Cabbage, Layfullstop… Virée underground à Manchester

Asa Morley, Lee Broadbent, Eoghan Clifford, Stephen Evans et Joe Martin. Cabbage dans un van comme dans son salon... © Paul Husband
Julien Broquet
Julien Broquet Journaliste musique et télé

Programmé le 28 octobre au Botanique, Cabbage emmène la scène rock de Manchester aujourd’hui cristallisée autour du White Hotel à Salford. Balade en van, concert organisé par le Labour Party et considérations sur l’underground mancunien.

14h. Gare de Mossley. Grand Manchester. Le ciel est si gris qu’on se croirait à la maison. Gary, le tour manager de Cabbage, une gueule à jouer dans Trainspotting, a filé rendez-vous dans le patelin de ses poulains et a accepté de laisser monter un inconnu dans son van. Logique somme toute pour des mecs qui ont enregistré une chanson, A Network Betrayal, moquant les transports en commun anglais. Ce soir-là, les cinq Mancuniens jouent à Rawtenstall, un petit bled paumé près de Blackburn, à l’occasion d’un concert organisé par le Labour Party dont Jeremy Corbyn, le nouveau patron, militant anti-austérité, incarne -ils l’espèrent- le renouveau. Cabbage a du Clash, du Libertines, un peu de Fat White Family et bien d’autres choses encore qui lui coulent dans les veines.

Cabbage, Layfullstop... Virée underground à Manchester

Matérialistes? Pour l’instant, les cinq garçons dans le vent, celui de la révolte, ont juste une brûlante compilation d’EP’s (Young, Dumb and Full of…) disponible sur Spotify et tirée à 1.000 exemplaires pour le Record Store Day (repressage en cours) et un cinq titres (The Extended Play of Cruelty) paru cet été. Leur premier album, les Anglais viennent seulement d’aller l’enregistrer à Liverpool avec James Skelly de The Coral et se font d’ailleurs écouter des trucs au casque pendant le trajet. Premières bières. Ça lit le Q, parle séries, The Fall, vieilles histoires graveleuses, Daniel Johnston et football. Moitié United, moitié City. « Quoi, t’as pas vu le but de De Bruyne contre Chelsea? »

• **Matériel fourni**:
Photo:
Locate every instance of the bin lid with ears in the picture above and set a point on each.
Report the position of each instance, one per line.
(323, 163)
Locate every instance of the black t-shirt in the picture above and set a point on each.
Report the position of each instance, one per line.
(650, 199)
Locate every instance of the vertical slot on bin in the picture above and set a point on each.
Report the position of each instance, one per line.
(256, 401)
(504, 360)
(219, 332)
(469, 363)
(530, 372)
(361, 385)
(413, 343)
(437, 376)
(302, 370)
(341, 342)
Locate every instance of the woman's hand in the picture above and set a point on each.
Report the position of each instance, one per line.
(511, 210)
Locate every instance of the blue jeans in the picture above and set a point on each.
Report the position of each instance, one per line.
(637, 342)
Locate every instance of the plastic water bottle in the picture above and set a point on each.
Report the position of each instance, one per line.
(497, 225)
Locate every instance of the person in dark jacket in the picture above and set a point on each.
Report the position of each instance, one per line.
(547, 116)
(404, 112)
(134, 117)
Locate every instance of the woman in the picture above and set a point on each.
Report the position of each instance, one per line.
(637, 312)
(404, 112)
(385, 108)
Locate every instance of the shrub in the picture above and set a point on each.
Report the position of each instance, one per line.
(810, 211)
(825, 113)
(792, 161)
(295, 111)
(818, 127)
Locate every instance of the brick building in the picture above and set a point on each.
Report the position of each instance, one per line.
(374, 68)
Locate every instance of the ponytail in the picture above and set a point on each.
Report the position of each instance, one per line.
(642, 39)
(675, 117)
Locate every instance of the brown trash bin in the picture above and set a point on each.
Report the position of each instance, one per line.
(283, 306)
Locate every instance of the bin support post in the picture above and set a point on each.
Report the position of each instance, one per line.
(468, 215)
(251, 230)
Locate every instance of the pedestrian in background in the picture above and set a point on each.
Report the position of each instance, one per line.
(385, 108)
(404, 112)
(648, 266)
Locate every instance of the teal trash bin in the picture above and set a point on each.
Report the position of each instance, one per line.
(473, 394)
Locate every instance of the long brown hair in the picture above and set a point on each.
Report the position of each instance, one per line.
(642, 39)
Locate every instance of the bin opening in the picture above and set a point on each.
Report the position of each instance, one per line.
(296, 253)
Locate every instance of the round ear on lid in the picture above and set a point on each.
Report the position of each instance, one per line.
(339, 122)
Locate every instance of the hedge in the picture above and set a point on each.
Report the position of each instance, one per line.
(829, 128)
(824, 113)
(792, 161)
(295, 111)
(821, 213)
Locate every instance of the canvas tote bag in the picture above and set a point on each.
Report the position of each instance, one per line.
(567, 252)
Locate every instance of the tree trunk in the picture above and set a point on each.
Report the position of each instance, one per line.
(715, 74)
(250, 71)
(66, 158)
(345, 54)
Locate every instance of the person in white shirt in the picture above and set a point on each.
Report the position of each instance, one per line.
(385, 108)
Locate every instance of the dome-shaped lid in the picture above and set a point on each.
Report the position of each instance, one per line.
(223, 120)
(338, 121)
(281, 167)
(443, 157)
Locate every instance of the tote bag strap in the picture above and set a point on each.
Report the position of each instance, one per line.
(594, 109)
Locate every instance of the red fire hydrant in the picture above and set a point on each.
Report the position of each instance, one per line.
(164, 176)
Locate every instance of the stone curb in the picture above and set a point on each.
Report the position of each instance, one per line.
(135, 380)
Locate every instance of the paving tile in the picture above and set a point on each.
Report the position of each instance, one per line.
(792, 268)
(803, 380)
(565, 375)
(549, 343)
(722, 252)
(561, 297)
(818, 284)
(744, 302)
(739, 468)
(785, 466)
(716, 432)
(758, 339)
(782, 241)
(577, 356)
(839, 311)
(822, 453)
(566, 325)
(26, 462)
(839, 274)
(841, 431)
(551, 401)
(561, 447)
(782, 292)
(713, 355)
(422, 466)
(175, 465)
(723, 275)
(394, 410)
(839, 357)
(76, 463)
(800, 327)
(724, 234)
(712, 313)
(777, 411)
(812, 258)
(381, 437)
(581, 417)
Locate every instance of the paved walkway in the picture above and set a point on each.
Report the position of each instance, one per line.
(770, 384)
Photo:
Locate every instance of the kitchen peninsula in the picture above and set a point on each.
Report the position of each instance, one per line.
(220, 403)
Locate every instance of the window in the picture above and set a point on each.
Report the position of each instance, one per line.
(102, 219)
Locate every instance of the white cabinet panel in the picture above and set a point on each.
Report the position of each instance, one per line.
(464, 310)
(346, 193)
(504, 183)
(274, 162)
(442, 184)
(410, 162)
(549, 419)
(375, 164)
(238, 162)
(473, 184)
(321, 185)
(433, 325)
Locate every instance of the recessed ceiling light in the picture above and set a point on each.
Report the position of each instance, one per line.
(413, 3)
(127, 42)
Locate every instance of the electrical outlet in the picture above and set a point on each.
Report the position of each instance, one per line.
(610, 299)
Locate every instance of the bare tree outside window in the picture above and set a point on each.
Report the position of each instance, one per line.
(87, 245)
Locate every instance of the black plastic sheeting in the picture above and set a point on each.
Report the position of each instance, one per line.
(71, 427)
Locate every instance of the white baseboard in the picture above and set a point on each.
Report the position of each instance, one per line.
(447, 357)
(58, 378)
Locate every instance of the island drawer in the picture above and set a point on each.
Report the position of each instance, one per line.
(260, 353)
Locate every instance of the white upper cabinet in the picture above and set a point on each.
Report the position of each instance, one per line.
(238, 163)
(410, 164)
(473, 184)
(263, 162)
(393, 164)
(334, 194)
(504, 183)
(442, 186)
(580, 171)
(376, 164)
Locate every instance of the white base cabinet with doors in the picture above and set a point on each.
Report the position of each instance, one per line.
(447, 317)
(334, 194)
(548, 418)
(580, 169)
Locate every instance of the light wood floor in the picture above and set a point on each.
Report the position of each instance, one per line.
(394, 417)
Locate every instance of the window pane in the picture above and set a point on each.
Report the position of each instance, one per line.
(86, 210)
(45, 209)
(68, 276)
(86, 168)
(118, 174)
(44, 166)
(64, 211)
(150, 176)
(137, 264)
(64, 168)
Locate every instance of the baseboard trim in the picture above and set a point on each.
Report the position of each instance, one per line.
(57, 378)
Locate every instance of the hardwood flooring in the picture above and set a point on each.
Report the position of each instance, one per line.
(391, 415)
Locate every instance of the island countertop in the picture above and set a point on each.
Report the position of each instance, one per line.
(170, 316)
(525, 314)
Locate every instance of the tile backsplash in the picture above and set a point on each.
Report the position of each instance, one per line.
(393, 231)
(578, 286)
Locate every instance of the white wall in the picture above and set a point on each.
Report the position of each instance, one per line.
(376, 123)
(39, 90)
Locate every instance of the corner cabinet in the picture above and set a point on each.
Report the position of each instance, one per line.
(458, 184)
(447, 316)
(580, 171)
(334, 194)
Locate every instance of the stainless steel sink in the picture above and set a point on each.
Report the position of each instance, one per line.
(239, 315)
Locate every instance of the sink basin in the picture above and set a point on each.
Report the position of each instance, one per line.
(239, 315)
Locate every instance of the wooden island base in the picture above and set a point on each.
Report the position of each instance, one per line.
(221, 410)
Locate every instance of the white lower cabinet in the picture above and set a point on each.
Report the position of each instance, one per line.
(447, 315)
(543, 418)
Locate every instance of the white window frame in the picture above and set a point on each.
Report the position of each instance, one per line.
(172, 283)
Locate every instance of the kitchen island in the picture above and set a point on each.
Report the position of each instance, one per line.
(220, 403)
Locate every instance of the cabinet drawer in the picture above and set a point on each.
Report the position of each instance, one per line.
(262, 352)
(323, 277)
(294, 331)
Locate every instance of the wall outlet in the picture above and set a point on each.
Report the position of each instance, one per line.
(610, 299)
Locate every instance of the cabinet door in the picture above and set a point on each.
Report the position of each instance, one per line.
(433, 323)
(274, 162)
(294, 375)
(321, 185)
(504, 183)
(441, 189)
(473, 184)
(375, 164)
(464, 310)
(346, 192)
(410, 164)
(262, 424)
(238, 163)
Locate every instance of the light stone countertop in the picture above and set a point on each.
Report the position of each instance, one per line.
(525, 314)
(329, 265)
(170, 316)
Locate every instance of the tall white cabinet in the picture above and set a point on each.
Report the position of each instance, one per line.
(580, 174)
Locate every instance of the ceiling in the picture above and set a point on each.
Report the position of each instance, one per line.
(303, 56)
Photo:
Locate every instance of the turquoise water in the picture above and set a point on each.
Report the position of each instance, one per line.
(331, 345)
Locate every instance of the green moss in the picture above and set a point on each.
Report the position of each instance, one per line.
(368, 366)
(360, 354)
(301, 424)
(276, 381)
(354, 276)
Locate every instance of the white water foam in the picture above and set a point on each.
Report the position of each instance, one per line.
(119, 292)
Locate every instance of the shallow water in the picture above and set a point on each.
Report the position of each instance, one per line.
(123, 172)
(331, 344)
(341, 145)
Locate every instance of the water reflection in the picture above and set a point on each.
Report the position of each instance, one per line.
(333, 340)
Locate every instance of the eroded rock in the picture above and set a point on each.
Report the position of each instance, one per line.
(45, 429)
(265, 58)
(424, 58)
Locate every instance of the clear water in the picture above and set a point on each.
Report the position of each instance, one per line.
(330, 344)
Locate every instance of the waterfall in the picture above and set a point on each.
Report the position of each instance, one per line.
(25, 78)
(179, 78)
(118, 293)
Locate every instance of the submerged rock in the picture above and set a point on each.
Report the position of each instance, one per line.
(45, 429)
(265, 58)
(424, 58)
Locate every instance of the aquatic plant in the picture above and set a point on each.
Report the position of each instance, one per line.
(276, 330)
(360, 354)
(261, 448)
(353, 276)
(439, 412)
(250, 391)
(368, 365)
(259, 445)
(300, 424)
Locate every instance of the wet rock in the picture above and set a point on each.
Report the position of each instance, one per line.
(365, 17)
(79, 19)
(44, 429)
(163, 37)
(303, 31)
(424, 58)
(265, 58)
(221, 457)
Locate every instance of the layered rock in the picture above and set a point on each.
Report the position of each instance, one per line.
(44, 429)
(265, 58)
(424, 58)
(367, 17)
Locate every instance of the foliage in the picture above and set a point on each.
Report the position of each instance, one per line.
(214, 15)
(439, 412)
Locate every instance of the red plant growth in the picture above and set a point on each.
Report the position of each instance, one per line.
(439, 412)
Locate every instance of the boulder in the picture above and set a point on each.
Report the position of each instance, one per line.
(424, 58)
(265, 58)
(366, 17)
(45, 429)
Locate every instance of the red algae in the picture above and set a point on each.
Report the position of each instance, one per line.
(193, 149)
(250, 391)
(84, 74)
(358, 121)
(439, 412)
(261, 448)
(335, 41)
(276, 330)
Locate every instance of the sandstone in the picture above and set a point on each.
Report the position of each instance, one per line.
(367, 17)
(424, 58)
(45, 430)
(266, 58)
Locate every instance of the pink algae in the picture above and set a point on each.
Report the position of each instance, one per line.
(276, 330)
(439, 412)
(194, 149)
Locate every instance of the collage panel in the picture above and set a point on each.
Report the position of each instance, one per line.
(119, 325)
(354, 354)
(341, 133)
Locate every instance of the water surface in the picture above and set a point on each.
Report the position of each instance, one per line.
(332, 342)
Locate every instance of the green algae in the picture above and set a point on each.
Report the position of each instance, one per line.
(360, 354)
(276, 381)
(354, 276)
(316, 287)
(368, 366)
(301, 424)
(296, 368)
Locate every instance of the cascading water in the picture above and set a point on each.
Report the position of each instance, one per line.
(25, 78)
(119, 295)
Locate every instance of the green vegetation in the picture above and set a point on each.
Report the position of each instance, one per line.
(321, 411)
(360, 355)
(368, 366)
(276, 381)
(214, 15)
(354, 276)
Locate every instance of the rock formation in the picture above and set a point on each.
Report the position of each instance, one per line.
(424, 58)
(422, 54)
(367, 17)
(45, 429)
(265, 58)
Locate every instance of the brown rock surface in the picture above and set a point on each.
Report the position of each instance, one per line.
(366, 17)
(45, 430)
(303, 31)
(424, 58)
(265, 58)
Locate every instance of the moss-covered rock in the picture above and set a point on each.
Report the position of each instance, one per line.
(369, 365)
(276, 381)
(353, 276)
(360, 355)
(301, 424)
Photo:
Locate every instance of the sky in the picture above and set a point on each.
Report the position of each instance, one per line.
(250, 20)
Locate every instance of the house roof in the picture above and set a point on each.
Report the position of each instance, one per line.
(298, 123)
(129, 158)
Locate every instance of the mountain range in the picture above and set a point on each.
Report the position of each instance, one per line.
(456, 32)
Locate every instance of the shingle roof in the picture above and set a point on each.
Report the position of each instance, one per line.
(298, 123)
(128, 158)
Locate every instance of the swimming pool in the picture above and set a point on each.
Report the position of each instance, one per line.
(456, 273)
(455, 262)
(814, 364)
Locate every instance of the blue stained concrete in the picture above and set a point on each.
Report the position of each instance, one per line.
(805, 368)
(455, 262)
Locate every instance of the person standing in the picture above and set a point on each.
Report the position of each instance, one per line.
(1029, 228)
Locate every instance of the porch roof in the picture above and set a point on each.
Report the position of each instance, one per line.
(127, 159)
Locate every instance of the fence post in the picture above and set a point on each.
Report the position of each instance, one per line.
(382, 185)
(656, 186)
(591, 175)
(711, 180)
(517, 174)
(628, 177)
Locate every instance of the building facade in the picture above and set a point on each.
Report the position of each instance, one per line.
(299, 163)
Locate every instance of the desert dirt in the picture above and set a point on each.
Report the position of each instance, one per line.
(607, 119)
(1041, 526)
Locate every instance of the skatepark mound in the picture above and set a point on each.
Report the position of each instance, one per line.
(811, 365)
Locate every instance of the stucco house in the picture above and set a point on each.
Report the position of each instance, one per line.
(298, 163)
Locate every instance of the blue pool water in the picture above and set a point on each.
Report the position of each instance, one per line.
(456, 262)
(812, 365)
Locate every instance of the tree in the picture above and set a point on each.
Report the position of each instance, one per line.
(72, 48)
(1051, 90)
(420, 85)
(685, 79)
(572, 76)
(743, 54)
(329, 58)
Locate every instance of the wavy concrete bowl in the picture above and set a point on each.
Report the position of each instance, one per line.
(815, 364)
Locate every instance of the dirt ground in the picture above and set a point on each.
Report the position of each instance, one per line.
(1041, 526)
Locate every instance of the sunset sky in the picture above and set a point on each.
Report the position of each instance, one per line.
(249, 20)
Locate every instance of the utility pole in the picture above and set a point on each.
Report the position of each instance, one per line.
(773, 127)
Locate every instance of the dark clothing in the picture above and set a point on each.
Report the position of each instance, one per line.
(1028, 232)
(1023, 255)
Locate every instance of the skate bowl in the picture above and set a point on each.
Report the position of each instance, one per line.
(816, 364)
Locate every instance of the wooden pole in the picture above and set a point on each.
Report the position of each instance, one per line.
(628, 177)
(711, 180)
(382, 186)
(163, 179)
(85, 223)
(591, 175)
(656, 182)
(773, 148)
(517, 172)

• **Objectif de l'exercice**: Transcrivez mot pour mot le passage de l'article sur Cabbage qui va de "Asa Morley, Lee" à "sur l’underground mancunien.".

• **Réponse**:
Asa Morley, Lee Broadbent, Eoghan Clifford, Stephen Evans et Joe Martin. Cabbage dans un van comme dans son salon... © Paul Husband
Julien Broquet
Julien Broquet Journaliste musique et télé

Programmé le 28 octobre au Botanique, Cabbage emmène la scène rock de Manchester aujourd’hui cristallisée autour du White Hotel à Salford. Balade en van, concert organisé par le Labour Party et considérations sur l’underground mancunien.